Exercise description> Pick up the press roundup of Brontë mentions after its last sentence and continue it.

Given text>
....................

Knutsford Guardian announces a Gaskell-Brontë talk at the upcoming Knutsford Promenades Festival:
“Fans of Mrs Gaskell will really enjoy events such as Mrs Gaskell’s Picnic at Tabley House; a special talk at Brook Street Chapel on how Mrs Gaskell’s famous biography of her friend Charlotte Brontë came about, supported with artefacts from the Whitfield Collection; a rare opportunity to visit her childhood home; the chance to see where she got married – and a copy of her marriage certificate – at St John’s Church; and Miss Matty’s Tea and Talk. (...)
One of the highlights of the festival is the specially-commissioned performance piece From Station to Station.
Developed in collaboration with Mid-Cheshire Community Rail Partnership’s Amazing Women by Rail project, the play imagines a meeting between Elizabeth Gaskell and Alison Uttley in the modern world, interwoven with ‘appearances’ by other Amazing Women such as Mary Fildes, Elizabeth Raffald, Helen Allingham, Charlotte Brontë and Emmeline Pankhurst. (Ian Ross)
Arizona Republic reviews the film The Bookshop:
If this were Jane Austen or Charlotte Brontë, that friendship could have developed into something else. But “The Bookshop” is a froth-free zone, and while its ending might not exactly be a happy one, it has a satisfying twist that leaves things on a hopeful note. (Kerry Lengel)
The Chronicle of Higher Education lists some new books, including  Autistic Disturbances
Theorizing Autism Poetics from the DSM to Robinson Crusoe by Julia Miele Rodas
Uses canonical literary works to explore the aesthetics of repetition, monologue, list-making, and other verbal practices characteristic of autism; authors discussed include Daniel Defoe, Charlotte Brontë, Walt Whitman, Gertrude Stein, and Andy Warhol. (Nina C. Ayoub)
The Guardian previews the autumn drama season:
Jim Broadbent plays Hans Christian Andersen in Martin McDonagh’s new play. But it doesn’t sound like a cosy, Christmas show full of Tommy Steele (who previously played Andersen) jollity. In fact, the suggestion, in a direct echo of Jane Eyre, is that the secret of the Danish fabulist lies in a woman secreted in the attic. (Michael Billington)
USA Today's Happily Ever After asks several writers Who'd be their dream-couple combo from TV film or books:
Tara Brown, author of Fling Club
OMG … this would be a dream job for me. I can’t even lie, I think I might be good at this. My dream couple would of course have to come from my favourite books. I would combine Heathcliff of Wuthering Heights, because I feel like that poor guy never stood a chance in his environment, with Nynaeve al’Meara from The Wheel of Time Series (by Robert Jordan). If anyone could have snapped him out of his self-destructive depression, it would be her. She would have played hard enough to get that he would have been intrigued, too, once he was past all the other nonsense. I really think she could have saved him from himself. (Jessie Potts)

....................

Collection entries

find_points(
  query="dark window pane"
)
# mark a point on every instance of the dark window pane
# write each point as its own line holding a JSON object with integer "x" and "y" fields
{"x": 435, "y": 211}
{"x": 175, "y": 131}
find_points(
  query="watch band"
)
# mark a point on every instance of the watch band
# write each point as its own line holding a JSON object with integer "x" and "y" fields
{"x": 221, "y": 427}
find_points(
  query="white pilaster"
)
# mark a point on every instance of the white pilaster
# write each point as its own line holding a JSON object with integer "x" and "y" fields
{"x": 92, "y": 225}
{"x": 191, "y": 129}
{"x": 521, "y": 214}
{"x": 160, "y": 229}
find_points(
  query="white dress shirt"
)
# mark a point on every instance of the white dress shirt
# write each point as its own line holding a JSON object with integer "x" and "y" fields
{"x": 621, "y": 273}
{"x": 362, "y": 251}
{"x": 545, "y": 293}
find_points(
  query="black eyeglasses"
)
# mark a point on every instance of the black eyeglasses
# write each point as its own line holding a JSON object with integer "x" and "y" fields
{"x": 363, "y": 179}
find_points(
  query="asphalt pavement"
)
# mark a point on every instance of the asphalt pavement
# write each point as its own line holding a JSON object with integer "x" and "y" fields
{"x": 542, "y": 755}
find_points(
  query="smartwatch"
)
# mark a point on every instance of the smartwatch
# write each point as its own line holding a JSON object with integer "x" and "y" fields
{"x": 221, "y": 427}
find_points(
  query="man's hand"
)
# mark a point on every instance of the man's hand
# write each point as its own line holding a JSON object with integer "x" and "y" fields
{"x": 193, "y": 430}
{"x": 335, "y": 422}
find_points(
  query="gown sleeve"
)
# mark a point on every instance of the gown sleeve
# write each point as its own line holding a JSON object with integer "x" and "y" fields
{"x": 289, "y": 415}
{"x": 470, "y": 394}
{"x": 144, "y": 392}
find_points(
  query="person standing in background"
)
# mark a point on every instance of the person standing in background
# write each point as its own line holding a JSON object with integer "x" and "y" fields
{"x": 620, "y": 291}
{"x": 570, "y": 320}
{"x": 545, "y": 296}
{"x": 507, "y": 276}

....................

In response>
Screenrant lingers on the Twilight saga links with Wuthering Heights:
More interestingly is their parallels with characters from Wuthering Heights. In canon, Stephenie Meyer even names it as Bella's favorite book.
All three main characters (Bella, Edward, Jacob) share a lot of similarities with Wuthering Heights characters (Cathy, Heathcliff, and Edgar).
While Jacob and Edward share Heathcliff-ian traits, they seem to lean more towards Edward-Heathcliff, Jacob-Edgar overall.
Iconic aspects such as Bella's dangerous labor, Edward's professed evil and darkness, and Jacob's tender understanding heavily mirror those of the Wuthering Heights trio. (Stephanie Marceau)
El Cómic en RTVE (Spain) talks about the Spanish edition of Jane by Aline Brosh and Ramón J. Pérez:
Destacar a su protagonista, Jane, una joven fuerte y decidida dispuesta a enfrentarse a lo desconocido para conseguir desentrañar los misterios del enigmático y apuesto señor Rochester. Y es que también pervive el mensaje feminista de la novela original, con un personaje fabuloso que nos conquista desde las primeras viñetas. Y está lo esencial de la historia aunque sus autores consiguen darle un aire fresco y novedoso con nuevos personajes y algunas ocurrencias realmente geniales, que os sorprenderán.
Sin olvidar los bellísimos y expresivos dibujos de Ramón K. Pérez, uno de los mejores artistas de la actualidad. Y que adapta su arte según lo requiera la historia, destacando su uso drámatico del color, desde el blanco y negro al rojo más apasionado. (Jesús Jiménez) (Translation)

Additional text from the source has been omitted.